Stored data entries
* * * * * * * * *

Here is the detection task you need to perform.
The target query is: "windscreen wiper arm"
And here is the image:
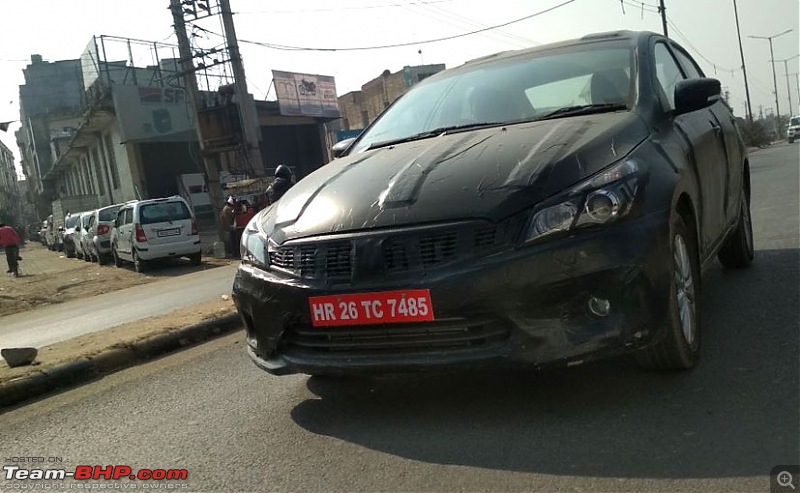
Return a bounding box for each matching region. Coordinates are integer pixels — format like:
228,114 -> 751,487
534,103 -> 627,122
366,122 -> 503,150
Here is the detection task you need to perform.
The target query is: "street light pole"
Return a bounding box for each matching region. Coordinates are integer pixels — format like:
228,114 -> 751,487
732,0 -> 753,121
657,0 -> 668,37
772,55 -> 800,116
750,29 -> 792,135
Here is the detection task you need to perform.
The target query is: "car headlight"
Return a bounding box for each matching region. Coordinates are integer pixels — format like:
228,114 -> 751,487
240,216 -> 269,270
523,159 -> 643,243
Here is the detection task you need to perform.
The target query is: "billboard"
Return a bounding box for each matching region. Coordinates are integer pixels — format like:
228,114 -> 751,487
112,85 -> 195,142
272,70 -> 340,118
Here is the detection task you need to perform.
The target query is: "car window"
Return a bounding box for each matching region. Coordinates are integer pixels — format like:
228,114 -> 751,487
351,43 -> 633,153
88,216 -> 95,228
139,202 -> 192,225
65,216 -> 79,228
790,116 -> 800,126
671,47 -> 704,79
100,206 -> 121,222
82,214 -> 92,228
653,43 -> 686,111
126,209 -> 133,224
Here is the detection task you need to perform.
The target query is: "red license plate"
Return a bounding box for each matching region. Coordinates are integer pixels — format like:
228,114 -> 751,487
309,289 -> 434,327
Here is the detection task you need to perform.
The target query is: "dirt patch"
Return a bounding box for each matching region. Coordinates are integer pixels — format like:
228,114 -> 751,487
0,244 -> 234,317
0,298 -> 237,385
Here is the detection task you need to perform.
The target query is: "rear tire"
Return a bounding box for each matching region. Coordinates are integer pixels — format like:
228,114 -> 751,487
97,251 -> 106,266
190,252 -> 202,266
636,214 -> 701,371
718,193 -> 754,269
133,250 -> 146,273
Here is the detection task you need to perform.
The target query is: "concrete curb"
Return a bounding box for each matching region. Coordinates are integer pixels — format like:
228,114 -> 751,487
0,313 -> 242,409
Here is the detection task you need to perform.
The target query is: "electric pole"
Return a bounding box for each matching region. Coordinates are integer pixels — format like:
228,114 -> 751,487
750,29 -> 792,136
773,55 -> 799,116
658,0 -> 668,37
732,0 -> 753,121
219,0 -> 265,177
169,0 -> 226,244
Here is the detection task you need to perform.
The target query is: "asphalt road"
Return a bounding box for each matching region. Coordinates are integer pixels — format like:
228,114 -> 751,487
0,264 -> 237,350
1,144 -> 798,492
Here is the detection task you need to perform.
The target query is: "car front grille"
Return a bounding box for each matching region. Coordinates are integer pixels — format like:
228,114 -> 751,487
285,318 -> 510,355
270,220 -> 520,282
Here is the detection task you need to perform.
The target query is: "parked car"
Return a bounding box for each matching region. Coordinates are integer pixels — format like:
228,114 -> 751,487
111,196 -> 201,273
74,211 -> 95,261
234,30 -> 754,377
61,213 -> 82,258
787,116 -> 800,143
38,221 -> 48,246
85,203 -> 127,265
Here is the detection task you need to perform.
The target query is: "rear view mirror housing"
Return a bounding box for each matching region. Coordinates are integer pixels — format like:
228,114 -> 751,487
674,78 -> 722,116
332,137 -> 356,158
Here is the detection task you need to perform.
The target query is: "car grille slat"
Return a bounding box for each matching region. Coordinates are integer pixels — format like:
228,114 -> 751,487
384,242 -> 409,272
287,319 -> 510,354
299,246 -> 316,277
474,226 -> 498,248
325,242 -> 353,278
419,232 -> 457,267
269,247 -> 295,270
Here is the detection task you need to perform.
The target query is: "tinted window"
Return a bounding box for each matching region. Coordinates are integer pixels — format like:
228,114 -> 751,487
654,43 -> 686,111
139,202 -> 192,225
65,216 -> 79,228
99,206 -> 121,222
352,44 -> 633,152
672,47 -> 703,79
82,214 -> 92,228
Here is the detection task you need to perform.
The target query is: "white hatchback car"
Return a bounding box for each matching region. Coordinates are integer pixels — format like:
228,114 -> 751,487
111,196 -> 201,272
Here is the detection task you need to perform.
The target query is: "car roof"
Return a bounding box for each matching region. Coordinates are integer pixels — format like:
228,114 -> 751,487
135,196 -> 187,207
427,30 -> 658,80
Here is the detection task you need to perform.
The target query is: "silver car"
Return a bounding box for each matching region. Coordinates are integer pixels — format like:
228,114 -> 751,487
85,203 -> 126,265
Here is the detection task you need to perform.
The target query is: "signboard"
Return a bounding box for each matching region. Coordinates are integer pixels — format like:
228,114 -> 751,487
272,70 -> 341,118
112,85 -> 195,142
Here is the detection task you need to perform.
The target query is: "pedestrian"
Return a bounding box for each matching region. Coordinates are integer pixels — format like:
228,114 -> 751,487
0,223 -> 22,276
220,196 -> 237,257
266,165 -> 294,205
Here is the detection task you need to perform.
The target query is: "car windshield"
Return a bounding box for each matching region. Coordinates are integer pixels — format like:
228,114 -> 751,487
99,206 -> 121,222
140,202 -> 192,225
351,42 -> 633,153
790,116 -> 800,126
64,216 -> 79,228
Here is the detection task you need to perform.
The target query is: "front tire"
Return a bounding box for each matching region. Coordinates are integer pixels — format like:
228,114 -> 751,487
718,193 -> 754,269
636,214 -> 701,371
112,247 -> 122,268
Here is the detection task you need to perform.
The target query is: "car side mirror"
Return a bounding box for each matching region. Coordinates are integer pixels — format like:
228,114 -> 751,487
674,78 -> 721,116
331,137 -> 356,158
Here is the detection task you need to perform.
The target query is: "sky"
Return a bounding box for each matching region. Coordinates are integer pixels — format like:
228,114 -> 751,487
1,0 -> 798,179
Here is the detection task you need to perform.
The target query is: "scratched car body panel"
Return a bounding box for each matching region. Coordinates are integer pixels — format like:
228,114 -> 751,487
233,30 -> 752,376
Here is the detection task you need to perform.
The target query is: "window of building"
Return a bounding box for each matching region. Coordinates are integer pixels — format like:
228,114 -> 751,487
91,147 -> 105,196
103,133 -> 121,190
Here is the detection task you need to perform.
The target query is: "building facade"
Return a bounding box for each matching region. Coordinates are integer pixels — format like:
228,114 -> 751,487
0,140 -> 22,226
337,64 -> 446,134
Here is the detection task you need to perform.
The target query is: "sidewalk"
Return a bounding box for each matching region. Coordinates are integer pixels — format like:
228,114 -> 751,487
0,263 -> 237,351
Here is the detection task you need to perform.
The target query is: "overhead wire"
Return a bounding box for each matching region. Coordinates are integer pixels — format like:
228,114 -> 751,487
239,0 -> 577,52
236,0 -> 458,15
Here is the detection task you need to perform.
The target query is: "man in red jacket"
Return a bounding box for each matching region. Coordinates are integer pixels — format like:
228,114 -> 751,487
0,223 -> 21,275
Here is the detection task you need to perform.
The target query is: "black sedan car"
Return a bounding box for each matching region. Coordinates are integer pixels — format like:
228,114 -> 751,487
234,30 -> 753,376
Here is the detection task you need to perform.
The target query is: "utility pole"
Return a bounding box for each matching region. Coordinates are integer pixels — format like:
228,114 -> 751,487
750,29 -> 792,136
732,0 -> 753,121
657,0 -> 668,37
169,0 -> 226,245
772,55 -> 799,116
219,0 -> 264,177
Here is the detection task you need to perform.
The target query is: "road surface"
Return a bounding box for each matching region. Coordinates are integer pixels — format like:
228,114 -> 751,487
0,264 -> 237,350
1,144 -> 797,492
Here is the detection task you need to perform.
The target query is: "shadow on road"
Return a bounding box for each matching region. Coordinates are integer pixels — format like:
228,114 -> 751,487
290,248 -> 799,479
115,258 -> 230,278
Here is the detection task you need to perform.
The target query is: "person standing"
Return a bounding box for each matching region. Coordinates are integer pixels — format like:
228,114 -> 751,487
0,223 -> 22,276
220,197 -> 237,258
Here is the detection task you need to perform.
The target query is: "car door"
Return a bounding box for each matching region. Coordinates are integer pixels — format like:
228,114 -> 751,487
671,44 -> 744,228
654,42 -> 728,253
116,208 -> 132,257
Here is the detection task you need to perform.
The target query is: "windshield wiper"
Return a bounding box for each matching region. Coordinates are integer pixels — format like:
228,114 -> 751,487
366,122 -> 503,150
535,103 -> 627,122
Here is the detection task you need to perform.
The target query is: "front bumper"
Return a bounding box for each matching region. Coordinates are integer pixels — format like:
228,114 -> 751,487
233,211 -> 672,375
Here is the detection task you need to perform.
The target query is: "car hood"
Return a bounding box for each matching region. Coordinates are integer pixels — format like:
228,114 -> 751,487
262,112 -> 649,244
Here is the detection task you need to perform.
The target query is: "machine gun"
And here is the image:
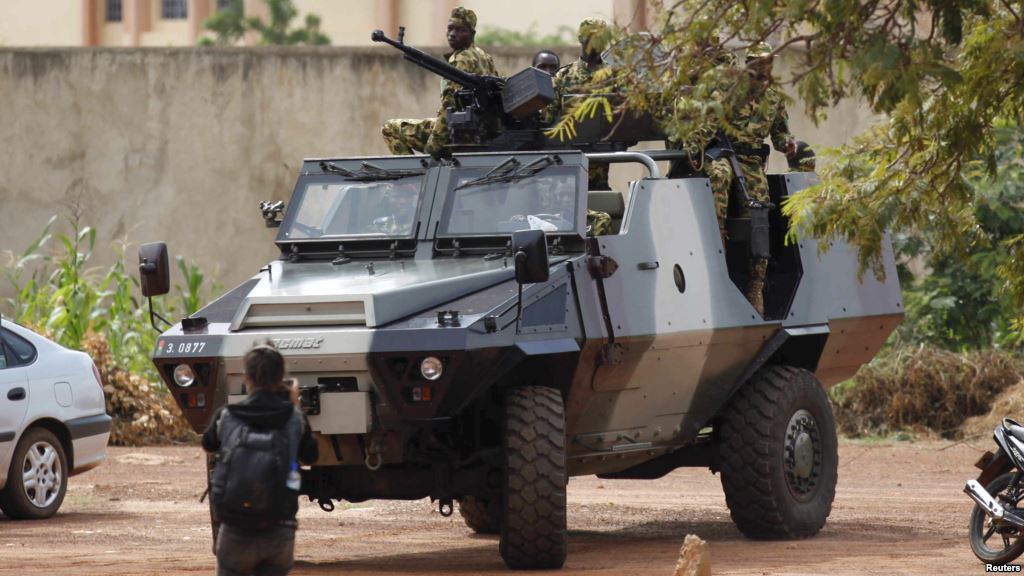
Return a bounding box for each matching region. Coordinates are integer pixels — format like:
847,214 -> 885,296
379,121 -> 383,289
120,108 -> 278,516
371,27 -> 554,152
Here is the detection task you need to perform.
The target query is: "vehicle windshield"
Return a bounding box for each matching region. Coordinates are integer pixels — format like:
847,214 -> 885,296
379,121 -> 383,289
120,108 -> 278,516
441,166 -> 580,235
279,176 -> 425,240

* * * * * * * * *

EXERCISE AIM
Locate the word "windshield" in the entries, and copy every line where it is found.

ANSWER BOX
The target query is: "car windshield"
The target query is: "windshield wiper"
The target query is: "vehicle windshield"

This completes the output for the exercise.